■ **WHAT THIS TASK INVOLVES**:
List each line in the entries below that contains the string "armrest". Case counts.

■ **DATASET ENTRIES**:
————
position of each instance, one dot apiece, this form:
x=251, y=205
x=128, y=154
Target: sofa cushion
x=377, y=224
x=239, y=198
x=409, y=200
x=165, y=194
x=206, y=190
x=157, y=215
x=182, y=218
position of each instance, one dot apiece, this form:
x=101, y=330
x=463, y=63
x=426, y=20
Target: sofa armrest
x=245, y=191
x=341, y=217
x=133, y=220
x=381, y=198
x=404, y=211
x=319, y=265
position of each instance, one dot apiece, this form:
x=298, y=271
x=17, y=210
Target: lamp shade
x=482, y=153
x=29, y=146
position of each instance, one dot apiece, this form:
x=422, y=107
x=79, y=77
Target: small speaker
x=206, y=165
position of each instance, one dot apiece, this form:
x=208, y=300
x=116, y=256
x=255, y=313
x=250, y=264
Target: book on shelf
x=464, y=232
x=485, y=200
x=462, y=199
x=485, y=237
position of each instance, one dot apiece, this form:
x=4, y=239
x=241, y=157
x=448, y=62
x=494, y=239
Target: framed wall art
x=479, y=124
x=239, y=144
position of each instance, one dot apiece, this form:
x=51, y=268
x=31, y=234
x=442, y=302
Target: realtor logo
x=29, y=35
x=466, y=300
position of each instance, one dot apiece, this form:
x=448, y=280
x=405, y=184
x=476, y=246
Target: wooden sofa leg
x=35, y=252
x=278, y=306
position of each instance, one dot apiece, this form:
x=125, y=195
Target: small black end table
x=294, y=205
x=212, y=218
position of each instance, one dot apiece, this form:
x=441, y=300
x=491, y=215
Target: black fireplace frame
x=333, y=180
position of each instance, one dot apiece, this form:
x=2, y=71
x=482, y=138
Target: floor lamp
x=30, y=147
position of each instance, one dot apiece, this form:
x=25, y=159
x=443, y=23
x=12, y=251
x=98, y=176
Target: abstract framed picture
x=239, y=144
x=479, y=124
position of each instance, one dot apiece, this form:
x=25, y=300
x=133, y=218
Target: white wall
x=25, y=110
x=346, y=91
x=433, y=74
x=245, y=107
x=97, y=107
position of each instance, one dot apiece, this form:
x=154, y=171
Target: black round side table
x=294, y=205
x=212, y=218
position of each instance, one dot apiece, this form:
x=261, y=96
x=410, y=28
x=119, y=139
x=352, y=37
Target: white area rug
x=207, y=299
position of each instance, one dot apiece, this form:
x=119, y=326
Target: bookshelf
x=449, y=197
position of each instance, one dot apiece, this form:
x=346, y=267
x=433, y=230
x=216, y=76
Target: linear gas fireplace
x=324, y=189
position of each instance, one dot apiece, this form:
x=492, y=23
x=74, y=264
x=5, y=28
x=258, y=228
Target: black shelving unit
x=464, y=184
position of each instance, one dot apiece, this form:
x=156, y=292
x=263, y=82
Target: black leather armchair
————
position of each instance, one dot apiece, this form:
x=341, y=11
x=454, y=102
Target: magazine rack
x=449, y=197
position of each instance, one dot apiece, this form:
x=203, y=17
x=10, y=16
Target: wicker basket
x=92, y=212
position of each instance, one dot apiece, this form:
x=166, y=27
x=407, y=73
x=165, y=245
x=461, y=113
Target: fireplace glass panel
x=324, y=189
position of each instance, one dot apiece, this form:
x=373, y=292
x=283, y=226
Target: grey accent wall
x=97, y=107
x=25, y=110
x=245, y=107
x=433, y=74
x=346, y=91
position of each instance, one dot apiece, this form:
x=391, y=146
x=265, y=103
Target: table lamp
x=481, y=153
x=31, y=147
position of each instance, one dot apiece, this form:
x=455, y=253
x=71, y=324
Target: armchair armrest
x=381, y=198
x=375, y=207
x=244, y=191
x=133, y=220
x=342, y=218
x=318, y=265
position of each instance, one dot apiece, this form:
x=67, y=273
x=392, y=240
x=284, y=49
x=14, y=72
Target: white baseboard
————
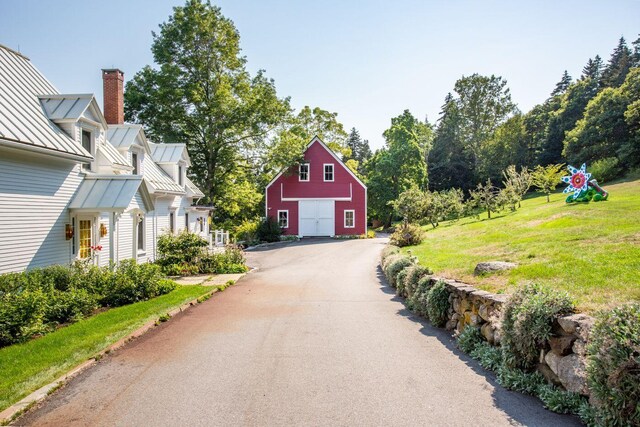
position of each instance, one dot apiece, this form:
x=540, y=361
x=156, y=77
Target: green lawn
————
■ **CORRECT RESULT**:
Target: sofa armrest
Target: armchair armrest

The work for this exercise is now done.